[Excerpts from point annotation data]
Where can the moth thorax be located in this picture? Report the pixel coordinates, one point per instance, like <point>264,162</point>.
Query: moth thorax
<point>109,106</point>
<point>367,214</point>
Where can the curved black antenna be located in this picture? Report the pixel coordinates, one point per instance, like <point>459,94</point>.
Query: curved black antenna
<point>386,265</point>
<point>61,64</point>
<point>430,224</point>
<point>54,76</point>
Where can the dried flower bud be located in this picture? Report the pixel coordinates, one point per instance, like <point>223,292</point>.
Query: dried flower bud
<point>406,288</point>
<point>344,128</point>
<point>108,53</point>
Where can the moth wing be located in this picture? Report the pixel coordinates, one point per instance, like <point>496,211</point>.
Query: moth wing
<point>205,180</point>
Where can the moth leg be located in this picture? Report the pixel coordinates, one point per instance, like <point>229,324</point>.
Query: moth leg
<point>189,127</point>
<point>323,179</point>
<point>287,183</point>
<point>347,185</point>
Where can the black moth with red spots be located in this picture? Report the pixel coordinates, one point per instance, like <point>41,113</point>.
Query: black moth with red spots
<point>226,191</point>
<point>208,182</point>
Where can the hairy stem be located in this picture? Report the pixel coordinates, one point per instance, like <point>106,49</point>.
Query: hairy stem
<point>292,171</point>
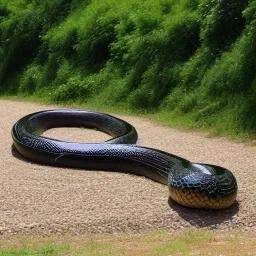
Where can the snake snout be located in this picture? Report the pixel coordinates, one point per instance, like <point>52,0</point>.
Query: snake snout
<point>204,186</point>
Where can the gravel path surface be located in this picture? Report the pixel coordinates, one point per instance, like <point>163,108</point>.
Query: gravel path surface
<point>36,199</point>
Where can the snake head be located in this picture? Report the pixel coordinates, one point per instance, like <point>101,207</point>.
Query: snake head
<point>202,186</point>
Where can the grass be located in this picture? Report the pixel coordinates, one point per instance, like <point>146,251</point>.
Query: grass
<point>188,63</point>
<point>158,242</point>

## WRITTEN EXERCISE
Each record above should be copied character for character, with pictures dropped.

## RESULT
Where can the moth thorax be located in this picture? Report the pixel coordinates, one point per instance, like <point>264,162</point>.
Query: moth thorax
<point>109,106</point>
<point>367,214</point>
Where can the curved black antenna be located in this picture? Report the pixel coordinates, one point per instance, like <point>459,94</point>.
Query: curved black antenna
<point>386,265</point>
<point>61,64</point>
<point>430,224</point>
<point>54,76</point>
Where can the dried flower bud be located in this picture? Report the pixel coordinates, one point per instance, like <point>223,292</point>.
Query: dried flower bud
<point>406,288</point>
<point>344,128</point>
<point>108,53</point>
Where can the moth wing be located in this picture? Report the pixel coordinates, one point per instance, like <point>496,211</point>.
Query: moth wing
<point>205,180</point>
Where can the moth leg be located in this picture? Report the pixel coordinates, one point per instance, like <point>229,324</point>.
Query: moth leg
<point>189,127</point>
<point>323,179</point>
<point>287,183</point>
<point>347,185</point>
Where can the black moth with red spots be located in this picture? Report the pixel coordinates, one point per instance, like <point>41,113</point>.
Query: black moth with red spots
<point>226,191</point>
<point>208,182</point>
Where can the hairy stem be located in this picture? Report the pixel coordinates, one point per instance, like <point>106,49</point>.
Query: hairy stem
<point>292,171</point>
Where can the snake snout be located in this picture? Report the pixel coordinates, one point per instance, like <point>52,0</point>.
Query: snake snout
<point>204,186</point>
Where can the gravel path surface be located in this picture? Report the pixel coordinates, one point per instance, like <point>163,108</point>.
Query: gravel path surface
<point>36,199</point>
Where can the snake head be located in this picture? Report the pixel coordinates, one point per instance, like <point>101,207</point>.
Query: snake head
<point>202,186</point>
Where can the grass be located in this picture? Report the pixel coordinates, one point per instance, like <point>146,251</point>.
Query: grass
<point>188,63</point>
<point>158,242</point>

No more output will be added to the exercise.